▶ **Exercise**: Begin with the first line of the entries below and reproduce each line exactly, ending with the line that holds "TARGET = stack of muffin on stand".

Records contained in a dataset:
────

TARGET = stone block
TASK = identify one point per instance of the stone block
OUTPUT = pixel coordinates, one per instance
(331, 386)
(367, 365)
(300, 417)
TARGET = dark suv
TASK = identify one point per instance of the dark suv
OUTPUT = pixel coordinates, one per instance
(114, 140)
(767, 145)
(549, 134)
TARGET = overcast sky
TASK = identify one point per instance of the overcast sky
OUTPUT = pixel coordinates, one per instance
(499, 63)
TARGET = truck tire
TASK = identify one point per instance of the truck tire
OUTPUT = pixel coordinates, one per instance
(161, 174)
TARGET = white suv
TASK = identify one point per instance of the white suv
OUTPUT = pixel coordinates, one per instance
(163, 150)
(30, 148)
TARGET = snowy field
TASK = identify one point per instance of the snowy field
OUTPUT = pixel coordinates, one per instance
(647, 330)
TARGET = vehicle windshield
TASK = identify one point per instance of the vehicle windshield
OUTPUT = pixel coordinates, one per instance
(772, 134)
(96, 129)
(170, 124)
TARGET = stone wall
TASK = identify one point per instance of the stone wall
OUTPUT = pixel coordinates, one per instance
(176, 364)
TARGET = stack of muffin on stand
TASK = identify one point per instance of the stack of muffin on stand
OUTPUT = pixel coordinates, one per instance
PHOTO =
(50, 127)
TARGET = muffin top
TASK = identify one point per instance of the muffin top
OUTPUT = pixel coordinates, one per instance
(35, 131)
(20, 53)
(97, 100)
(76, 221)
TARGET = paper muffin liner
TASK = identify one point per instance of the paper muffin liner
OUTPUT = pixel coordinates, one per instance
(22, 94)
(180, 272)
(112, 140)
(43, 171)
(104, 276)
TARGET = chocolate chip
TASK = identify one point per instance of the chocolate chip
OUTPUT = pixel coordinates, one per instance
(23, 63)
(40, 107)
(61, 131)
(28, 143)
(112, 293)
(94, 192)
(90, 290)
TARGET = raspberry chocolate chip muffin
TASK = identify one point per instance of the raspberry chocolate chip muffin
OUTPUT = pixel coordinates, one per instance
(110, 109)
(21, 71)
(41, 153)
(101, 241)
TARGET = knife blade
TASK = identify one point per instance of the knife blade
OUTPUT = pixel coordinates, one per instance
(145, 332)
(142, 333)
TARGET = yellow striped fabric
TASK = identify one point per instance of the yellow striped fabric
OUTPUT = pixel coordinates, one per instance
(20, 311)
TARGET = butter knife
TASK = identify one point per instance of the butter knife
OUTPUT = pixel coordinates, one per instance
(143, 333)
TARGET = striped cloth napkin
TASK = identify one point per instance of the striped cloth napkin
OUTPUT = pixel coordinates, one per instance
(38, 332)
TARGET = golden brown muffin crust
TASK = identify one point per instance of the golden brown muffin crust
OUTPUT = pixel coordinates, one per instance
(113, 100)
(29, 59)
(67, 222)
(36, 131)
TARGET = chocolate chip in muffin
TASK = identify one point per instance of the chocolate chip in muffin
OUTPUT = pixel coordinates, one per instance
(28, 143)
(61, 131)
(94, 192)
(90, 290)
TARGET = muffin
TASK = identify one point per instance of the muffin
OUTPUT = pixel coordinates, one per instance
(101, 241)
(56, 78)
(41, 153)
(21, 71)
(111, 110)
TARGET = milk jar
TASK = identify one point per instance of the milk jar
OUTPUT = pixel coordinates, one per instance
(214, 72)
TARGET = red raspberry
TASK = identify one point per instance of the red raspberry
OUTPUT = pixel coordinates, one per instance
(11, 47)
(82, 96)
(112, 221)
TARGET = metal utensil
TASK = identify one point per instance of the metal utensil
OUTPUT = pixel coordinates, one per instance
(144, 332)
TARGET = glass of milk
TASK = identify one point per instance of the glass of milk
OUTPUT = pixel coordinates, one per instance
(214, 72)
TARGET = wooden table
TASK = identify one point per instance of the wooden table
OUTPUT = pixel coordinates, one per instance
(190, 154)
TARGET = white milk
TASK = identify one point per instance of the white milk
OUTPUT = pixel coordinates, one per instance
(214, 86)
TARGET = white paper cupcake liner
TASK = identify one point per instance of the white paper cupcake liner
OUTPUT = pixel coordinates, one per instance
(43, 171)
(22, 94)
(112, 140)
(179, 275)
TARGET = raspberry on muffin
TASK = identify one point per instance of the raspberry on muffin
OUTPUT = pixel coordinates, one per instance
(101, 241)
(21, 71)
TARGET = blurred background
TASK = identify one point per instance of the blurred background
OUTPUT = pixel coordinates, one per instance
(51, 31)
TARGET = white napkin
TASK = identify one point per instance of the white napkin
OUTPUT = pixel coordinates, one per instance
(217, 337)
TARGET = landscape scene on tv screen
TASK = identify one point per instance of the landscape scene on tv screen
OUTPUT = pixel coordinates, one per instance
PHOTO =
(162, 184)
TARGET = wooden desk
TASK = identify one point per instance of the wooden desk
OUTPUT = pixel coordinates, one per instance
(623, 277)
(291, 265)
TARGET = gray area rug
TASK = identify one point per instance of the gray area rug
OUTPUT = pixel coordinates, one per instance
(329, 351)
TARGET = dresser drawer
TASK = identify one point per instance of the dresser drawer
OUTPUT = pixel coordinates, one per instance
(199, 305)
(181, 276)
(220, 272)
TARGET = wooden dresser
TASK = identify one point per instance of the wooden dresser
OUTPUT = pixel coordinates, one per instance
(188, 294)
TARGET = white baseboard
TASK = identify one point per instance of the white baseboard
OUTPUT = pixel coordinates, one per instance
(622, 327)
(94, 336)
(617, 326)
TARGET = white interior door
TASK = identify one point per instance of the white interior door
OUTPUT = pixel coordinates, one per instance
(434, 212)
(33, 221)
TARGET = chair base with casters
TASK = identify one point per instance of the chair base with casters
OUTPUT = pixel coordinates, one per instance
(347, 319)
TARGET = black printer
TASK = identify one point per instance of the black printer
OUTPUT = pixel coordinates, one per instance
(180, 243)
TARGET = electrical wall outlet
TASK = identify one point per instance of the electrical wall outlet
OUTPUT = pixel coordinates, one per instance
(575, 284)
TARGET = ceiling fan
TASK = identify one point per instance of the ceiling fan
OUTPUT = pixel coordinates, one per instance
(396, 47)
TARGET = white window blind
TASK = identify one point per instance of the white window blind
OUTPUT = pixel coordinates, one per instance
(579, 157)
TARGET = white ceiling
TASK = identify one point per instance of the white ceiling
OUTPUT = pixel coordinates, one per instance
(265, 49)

────

▶ **Response**:
TARGET = stone block
TASK = identify one point per instance of the stone block
OUTPUT = pixel coordinates, one per instance
(331, 386)
(367, 365)
(300, 417)
TARGET = dark suv
TASK = identify one point per instance of the dark suv
OUTPUT = pixel coordinates, one per instance
(114, 140)
(767, 145)
(549, 134)
TARGET = overcast sky
TASK = identify one point per instance of the overcast sky
OUTPUT = pixel coordinates, one per instance
(499, 63)
TARGET = truck tire
TASK = identify one point per instance of the truck tire
OUTPUT = pixel coordinates, one per instance
(161, 174)
TARGET = white suv
TASK = identify one point per instance of the white suv
OUTPUT = pixel coordinates, one per instance
(163, 150)
(30, 148)
TARGET = snowy field
TASK = identify one point per instance of the snowy field
OUTPUT = pixel coordinates, one per instance
(647, 330)
TARGET = vehicle windshield
TASK = identify one point per instance of the vehicle windshield
OUTPUT = pixel coordinates, one per instance
(772, 134)
(96, 129)
(170, 124)
TARGET = stone wall
TASK = identify one point per instance of the stone wall
OUTPUT = pixel coordinates, one per instance
(176, 364)
TARGET = stack of muffin on stand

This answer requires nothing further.